--- Start Extracted information ---

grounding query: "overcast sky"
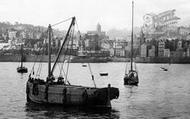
[0,0,190,32]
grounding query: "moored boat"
[17,45,28,73]
[26,17,119,108]
[124,1,139,86]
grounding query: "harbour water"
[0,62,190,119]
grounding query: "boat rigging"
[17,45,28,73]
[26,17,119,108]
[124,1,139,86]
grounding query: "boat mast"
[50,17,75,74]
[131,1,134,70]
[20,45,23,68]
[48,24,52,79]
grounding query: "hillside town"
[0,10,190,62]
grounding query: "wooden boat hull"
[100,73,108,76]
[26,80,119,107]
[17,67,28,73]
[124,77,139,86]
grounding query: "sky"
[0,0,190,32]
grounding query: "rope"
[65,26,75,84]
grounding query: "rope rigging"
[75,21,96,88]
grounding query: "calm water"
[0,62,190,119]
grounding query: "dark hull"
[100,73,108,76]
[17,67,28,73]
[26,80,119,108]
[124,76,139,86]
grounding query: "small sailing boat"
[26,17,119,108]
[100,72,108,76]
[17,45,28,73]
[124,1,139,86]
[160,67,168,71]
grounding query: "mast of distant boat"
[131,1,134,70]
[48,24,52,79]
[20,45,23,68]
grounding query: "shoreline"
[0,55,190,64]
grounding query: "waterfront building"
[8,30,17,40]
[177,40,182,49]
[158,40,165,57]
[140,43,147,57]
[148,45,156,57]
[164,49,170,57]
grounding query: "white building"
[158,40,165,57]
[164,49,170,57]
[148,45,156,57]
[141,43,147,57]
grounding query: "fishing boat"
[17,45,28,73]
[100,72,108,76]
[26,17,119,108]
[124,1,139,86]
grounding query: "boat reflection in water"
[26,17,119,108]
[25,103,119,119]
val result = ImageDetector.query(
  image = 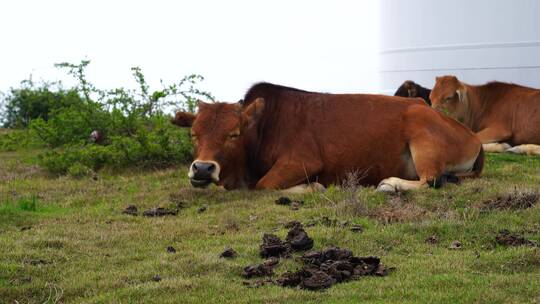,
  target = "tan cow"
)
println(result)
[430,76,540,155]
[172,83,483,192]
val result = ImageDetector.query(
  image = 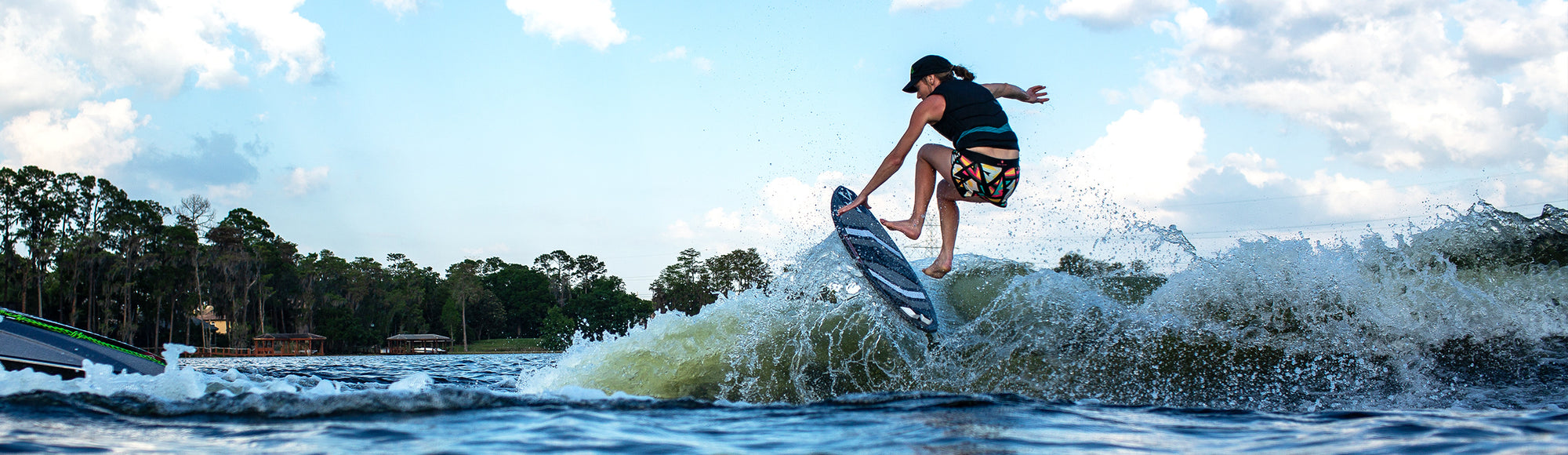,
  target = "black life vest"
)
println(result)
[931,78,1018,151]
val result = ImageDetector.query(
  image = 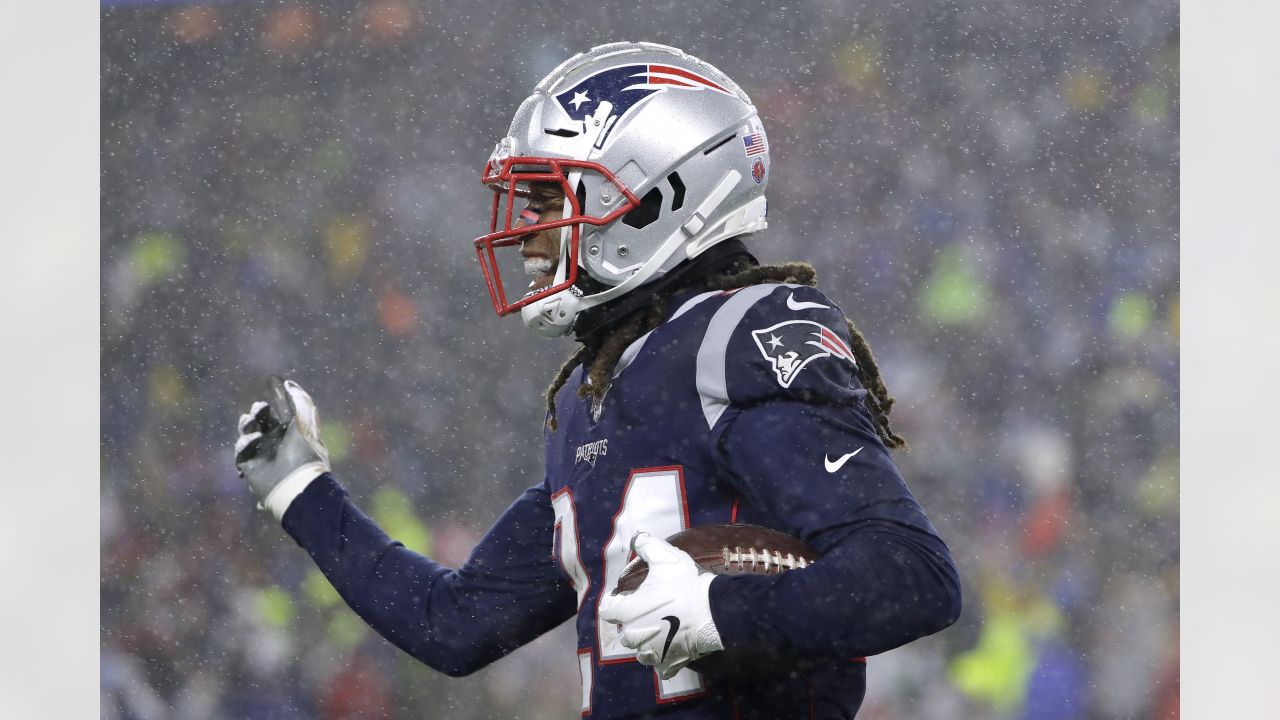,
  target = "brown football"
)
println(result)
[613,523,818,594]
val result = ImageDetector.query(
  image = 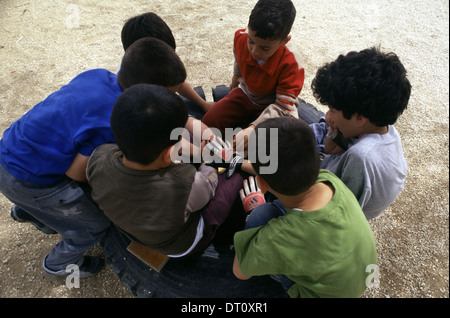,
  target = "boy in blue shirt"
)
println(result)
[0,38,186,277]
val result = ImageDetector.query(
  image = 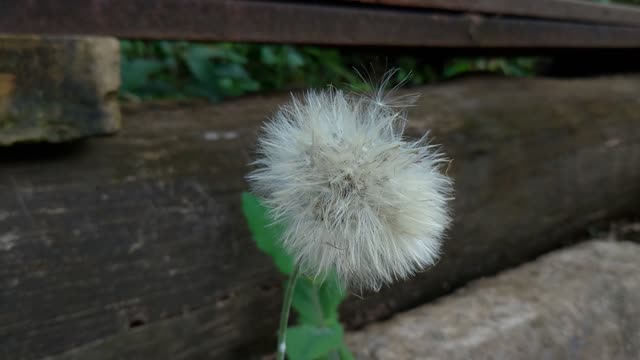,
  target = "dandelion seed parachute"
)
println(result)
[247,77,452,290]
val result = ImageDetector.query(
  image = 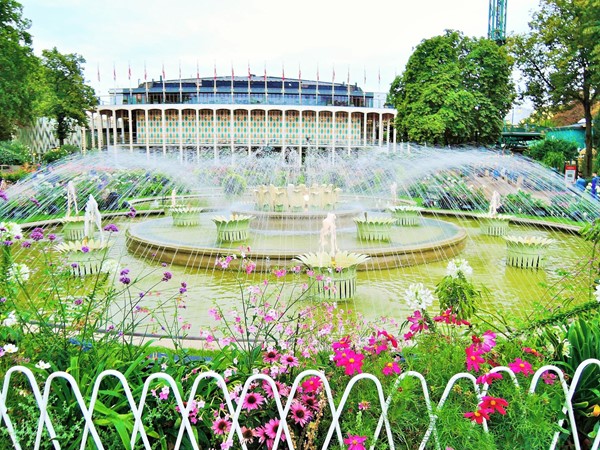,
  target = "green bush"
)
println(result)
[42,144,79,163]
[0,141,31,166]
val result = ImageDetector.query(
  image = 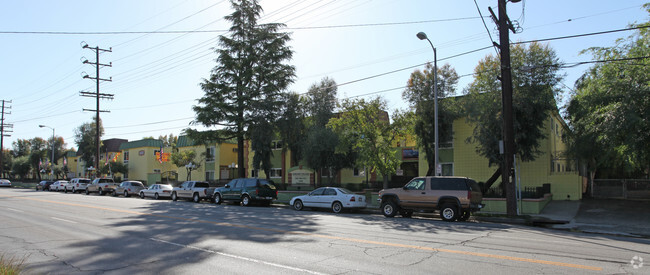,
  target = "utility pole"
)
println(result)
[0,99,14,177]
[79,43,113,177]
[488,0,520,217]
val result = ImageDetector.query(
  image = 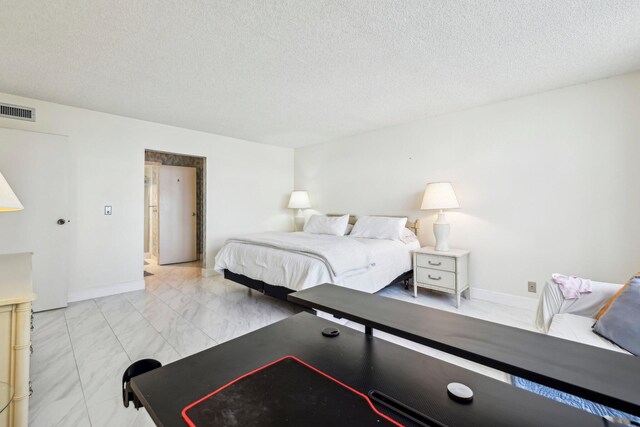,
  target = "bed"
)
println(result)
[215,214,420,300]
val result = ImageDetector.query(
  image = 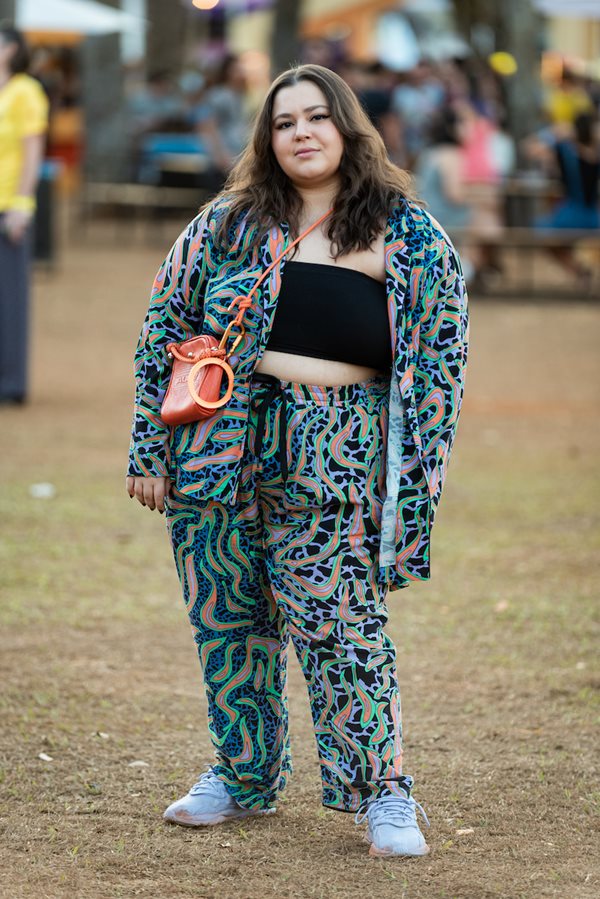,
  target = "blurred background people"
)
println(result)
[524,112,600,287]
[392,61,446,168]
[415,106,473,282]
[456,101,514,282]
[191,54,251,190]
[0,25,48,403]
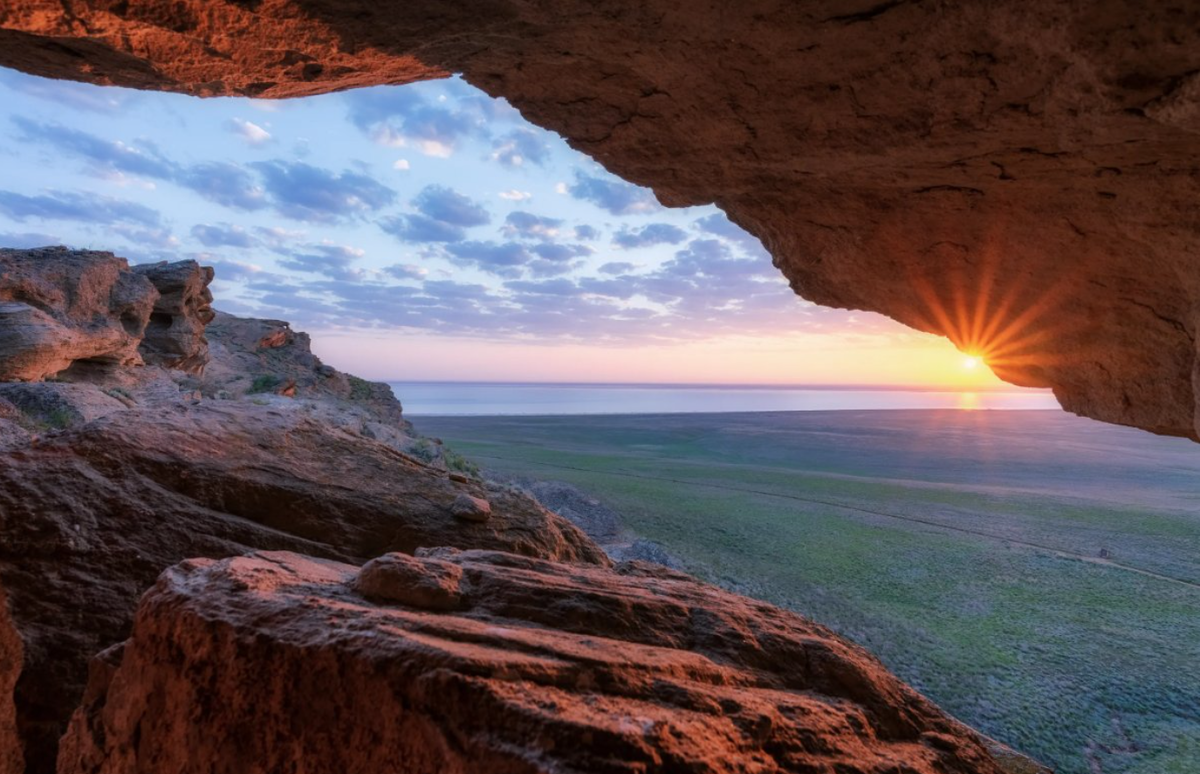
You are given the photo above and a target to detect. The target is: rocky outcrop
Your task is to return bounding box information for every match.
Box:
[0,583,25,774]
[133,260,215,373]
[0,247,212,382]
[200,312,404,422]
[0,401,607,773]
[59,550,1001,774]
[0,247,158,382]
[0,0,1200,438]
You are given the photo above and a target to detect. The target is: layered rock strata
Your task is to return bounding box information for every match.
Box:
[0,6,1200,438]
[59,550,1002,774]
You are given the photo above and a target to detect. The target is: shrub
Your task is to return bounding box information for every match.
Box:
[346,374,374,401]
[246,373,280,395]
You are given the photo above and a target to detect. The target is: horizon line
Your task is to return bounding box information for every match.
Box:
[376,379,1050,392]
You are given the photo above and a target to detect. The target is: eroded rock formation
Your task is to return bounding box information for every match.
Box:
[0,401,606,772]
[0,247,158,382]
[59,550,1002,774]
[0,0,1200,438]
[133,260,215,373]
[0,248,607,774]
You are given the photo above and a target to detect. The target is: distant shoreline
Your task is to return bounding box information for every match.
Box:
[379,379,1051,395]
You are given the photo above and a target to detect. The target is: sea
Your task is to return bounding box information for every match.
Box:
[389,382,1058,416]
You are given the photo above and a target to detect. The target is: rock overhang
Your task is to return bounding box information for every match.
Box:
[0,0,1200,439]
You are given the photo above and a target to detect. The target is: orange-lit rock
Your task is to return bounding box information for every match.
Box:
[0,0,1200,438]
[58,550,1002,774]
[0,398,607,774]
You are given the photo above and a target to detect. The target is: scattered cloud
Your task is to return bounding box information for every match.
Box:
[192,223,258,248]
[228,119,271,145]
[503,210,563,240]
[0,191,162,227]
[491,128,550,167]
[251,160,396,223]
[569,172,662,215]
[612,223,688,250]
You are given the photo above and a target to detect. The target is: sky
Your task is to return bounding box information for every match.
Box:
[0,70,1032,389]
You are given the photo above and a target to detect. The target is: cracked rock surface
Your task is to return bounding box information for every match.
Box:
[0,0,1200,439]
[58,550,1015,774]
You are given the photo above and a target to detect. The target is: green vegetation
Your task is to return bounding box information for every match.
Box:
[442,446,479,479]
[246,373,282,395]
[416,412,1200,774]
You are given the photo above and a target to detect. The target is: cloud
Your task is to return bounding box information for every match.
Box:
[379,185,492,242]
[12,115,178,180]
[413,185,492,228]
[226,119,271,145]
[503,210,563,240]
[384,263,430,280]
[568,172,662,215]
[529,242,593,262]
[379,215,467,242]
[0,191,162,227]
[280,245,365,281]
[596,262,637,274]
[176,161,266,212]
[344,82,488,158]
[692,212,762,252]
[0,67,140,115]
[445,241,532,277]
[491,128,550,168]
[0,232,62,250]
[192,223,258,247]
[251,160,396,223]
[612,223,688,250]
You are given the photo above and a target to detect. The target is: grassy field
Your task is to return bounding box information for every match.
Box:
[414,412,1200,774]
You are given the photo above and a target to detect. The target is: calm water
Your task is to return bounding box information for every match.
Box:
[390,382,1058,416]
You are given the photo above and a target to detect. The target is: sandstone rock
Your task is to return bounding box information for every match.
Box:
[0,398,607,774]
[0,383,127,430]
[0,583,25,774]
[59,551,1001,774]
[0,6,1200,438]
[0,247,158,382]
[133,260,215,373]
[450,492,492,522]
[203,312,407,428]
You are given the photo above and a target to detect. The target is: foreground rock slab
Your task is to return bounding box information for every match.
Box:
[0,400,607,774]
[59,550,1001,774]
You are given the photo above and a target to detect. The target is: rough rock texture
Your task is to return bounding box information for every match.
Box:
[0,400,607,774]
[133,260,215,373]
[0,583,25,774]
[0,247,158,382]
[0,0,1200,438]
[59,550,1002,774]
[200,312,403,426]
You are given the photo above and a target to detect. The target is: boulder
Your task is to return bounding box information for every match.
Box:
[58,550,1002,774]
[0,247,158,382]
[0,398,607,774]
[133,260,215,373]
[0,583,25,774]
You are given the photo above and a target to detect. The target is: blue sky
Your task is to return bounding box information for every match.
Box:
[0,70,990,385]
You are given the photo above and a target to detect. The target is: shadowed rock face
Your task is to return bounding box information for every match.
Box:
[0,402,607,774]
[59,550,1001,774]
[0,0,1200,438]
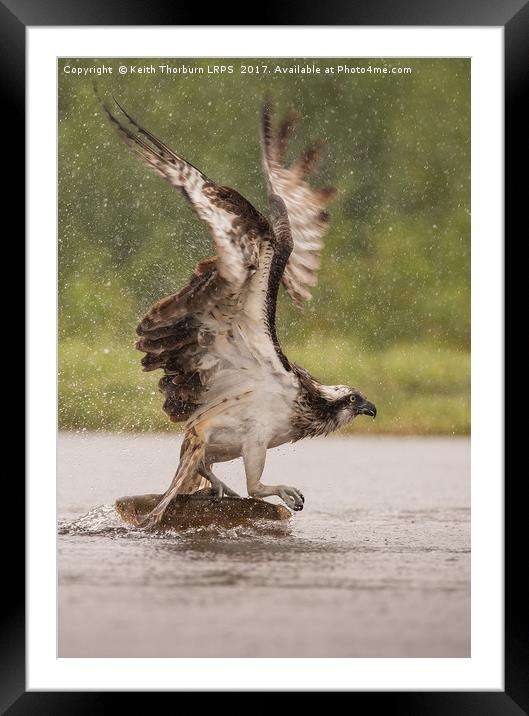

--- End Extracted information ---

* **What needs to be done**
Reproduce the records word for word, starting with the line that contains "is: sandstone rock" and going on through the end of the records. Leave the pictures out of your copy.

* **Output for this exercise**
You are given the photo above and a target to detect. The target is: sandstone rock
Your task is to return bounding box information for every match.
Box:
[0,398,607,774]
[0,383,127,430]
[0,583,25,774]
[59,551,1001,774]
[0,6,1200,438]
[0,247,158,382]
[133,260,215,373]
[450,492,492,522]
[203,312,407,428]
You are given the photo above and a target to detect. The target is: foreground rock slab
Your task is to return bounding box information for every match.
Box:
[0,400,607,774]
[59,550,1001,774]
You are given the photo above and a target to detect. The target is: rough rock texture
Your task is to return bounding box information for every match.
Box:
[0,400,607,774]
[133,260,215,373]
[0,583,25,774]
[0,247,158,382]
[0,0,1200,438]
[59,550,1002,774]
[200,312,403,426]
You are given the photo above and a target to detect. The target is: boulder
Your task is to return bounding box information for every match.
Box:
[58,550,1002,774]
[0,247,158,382]
[0,398,607,774]
[133,260,215,373]
[0,583,25,774]
You are given the photo above and a target to detect. The target is: blue sky
Your task is to return bounding box information for every match.
Box:
[0,70,990,385]
You are given the photo above and a target to detect. The target is: shadowed rock face
Your task is to return bounding box information for every match.
Box:
[0,402,607,774]
[59,550,1001,774]
[0,0,1200,438]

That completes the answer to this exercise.